Cache and storage subsystems

Monitor RocksDB storage subsystem metrics

Storage layer IOPS

DocDB uses a modified version of RocksDB (an LSM-based key-value store that consists of multiple logical levels, and data in each level are sorted by key) as the storage layer. This storage layer performs seek, next, and prev operations.

The following table describes key throughput and latency metrics for the storage (RocksDB) layer.

Metric Unit Type Description
rocksdb_number_db_next keys counter Whenever a tuple is read/updated from the database, a request is made to RocksDB key. Each database operation makes multiple requests to RocksDB. The number of NEXT operations performed to look up a key by RocksDB when a tuple is read/updated by the database.
rocksdb_number_db_prev keys counter The number of PREV operations performed to look up a key by RocksDB when a tuple is read/updated from the database.
rocksdb_number_db_seek keys counter The number of SEEK operations performed to look up a key by the RocksDB when a tuple is read/updated from the database. 
rocksdb_db_write_micros microseconds counter The time spent by RocksDB in microseconds to write data. 
rocksdb_db_get_micros microseconds counter The time spent by RocksDB in microseconds to retrieve data matching a value.
rocksdb_db_seek_micros microseconds counter The time spent by RocksDB in microseconds to retrieve data in a range query.

These metrics can be aggregated across the entire cluster using appropriate aggregations.

Block cache

When the data requested from YSQL layer is sitting in an SST File, it will be cached in RocksDb Block Cache. This is the fundamental cache that sits in RocksDB instead of the YSQL layer. A block requires multiple touches before it is added to the multi-touch (hot) portion of the cache.

REQUEST 1:
Using the RocksDB metrics text, answer each question in one line:
(a) What kind of store is RocksDB described as?
(b) What does the metric rocksdb_db_seek_micros measure?
(c) What must happen to a block before it is added to the multi-touch (hot) portion of the cache?
REQUEST 2: Reproduce word for word the part of the RocksDB metrics text from "Storage layer IOPS" up to and including "storage (RocksDB) layer.".

INFORMATION SHOWN:
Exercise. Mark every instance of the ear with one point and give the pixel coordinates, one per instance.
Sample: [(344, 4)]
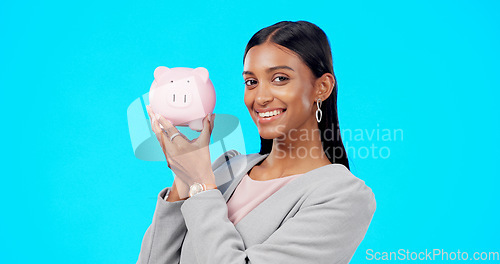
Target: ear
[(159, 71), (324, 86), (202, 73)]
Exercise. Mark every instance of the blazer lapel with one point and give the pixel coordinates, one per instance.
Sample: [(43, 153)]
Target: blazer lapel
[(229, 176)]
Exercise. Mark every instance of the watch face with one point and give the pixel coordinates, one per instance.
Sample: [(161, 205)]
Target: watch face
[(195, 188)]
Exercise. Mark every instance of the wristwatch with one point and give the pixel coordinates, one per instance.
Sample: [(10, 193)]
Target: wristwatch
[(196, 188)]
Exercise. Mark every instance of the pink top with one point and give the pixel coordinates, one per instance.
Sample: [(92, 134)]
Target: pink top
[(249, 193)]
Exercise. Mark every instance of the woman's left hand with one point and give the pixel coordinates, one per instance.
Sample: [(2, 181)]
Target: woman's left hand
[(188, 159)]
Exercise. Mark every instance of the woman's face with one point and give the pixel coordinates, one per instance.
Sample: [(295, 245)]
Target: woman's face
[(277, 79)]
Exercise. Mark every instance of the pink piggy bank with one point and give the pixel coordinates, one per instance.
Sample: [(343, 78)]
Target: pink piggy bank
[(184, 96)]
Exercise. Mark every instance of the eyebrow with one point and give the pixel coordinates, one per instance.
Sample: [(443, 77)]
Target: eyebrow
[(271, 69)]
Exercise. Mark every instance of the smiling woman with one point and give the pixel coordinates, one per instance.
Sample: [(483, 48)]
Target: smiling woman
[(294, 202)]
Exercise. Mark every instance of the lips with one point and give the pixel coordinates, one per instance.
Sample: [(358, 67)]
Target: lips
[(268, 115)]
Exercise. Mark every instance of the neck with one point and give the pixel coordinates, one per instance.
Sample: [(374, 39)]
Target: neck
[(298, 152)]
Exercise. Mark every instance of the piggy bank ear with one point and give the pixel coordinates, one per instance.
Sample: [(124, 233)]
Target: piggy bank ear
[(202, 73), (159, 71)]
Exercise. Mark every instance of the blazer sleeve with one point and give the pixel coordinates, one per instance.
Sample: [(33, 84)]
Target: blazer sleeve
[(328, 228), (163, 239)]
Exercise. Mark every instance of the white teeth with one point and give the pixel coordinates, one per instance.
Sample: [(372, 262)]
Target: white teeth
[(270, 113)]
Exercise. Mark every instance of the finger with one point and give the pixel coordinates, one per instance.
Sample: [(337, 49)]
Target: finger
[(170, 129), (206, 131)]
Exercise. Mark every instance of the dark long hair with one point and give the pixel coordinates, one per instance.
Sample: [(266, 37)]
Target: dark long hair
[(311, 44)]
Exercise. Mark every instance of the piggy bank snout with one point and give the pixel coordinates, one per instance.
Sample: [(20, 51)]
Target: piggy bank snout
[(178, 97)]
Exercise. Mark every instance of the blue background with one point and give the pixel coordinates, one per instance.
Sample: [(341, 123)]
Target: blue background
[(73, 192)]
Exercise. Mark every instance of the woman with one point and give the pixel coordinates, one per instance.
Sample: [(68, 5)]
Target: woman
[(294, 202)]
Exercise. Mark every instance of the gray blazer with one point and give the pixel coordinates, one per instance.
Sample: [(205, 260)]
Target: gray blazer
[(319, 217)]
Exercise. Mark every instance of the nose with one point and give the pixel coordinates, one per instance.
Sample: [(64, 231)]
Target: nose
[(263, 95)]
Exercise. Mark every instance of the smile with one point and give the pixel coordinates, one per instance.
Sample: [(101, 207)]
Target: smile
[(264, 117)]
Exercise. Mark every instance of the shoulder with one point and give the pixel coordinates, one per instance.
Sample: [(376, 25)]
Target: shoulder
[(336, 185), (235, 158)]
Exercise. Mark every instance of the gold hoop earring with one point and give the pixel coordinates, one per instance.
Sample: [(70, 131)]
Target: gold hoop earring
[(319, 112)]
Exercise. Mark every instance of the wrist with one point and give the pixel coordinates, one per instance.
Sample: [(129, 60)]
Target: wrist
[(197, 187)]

WORKED SOLUTION 1:
(a) An LSM-based key-value store with multiple logical levels, with the data in each level sorted by key.
(b) The time, in microseconds, that RocksDB spends retrieving data in a range query.
(c) The block must be touched multiple times.

WORKED SOLUTION 2:
Storage layer IOPS

DocDB uses a modified version of RocksDB (an LSM-based key-value store that consists of multiple logical levels, and data in each level are sorted by key) as the storage layer. This storage layer performs seek, next, and prev operations.

The following table describes key throughput and latency metrics for the storage (RocksDB) layer.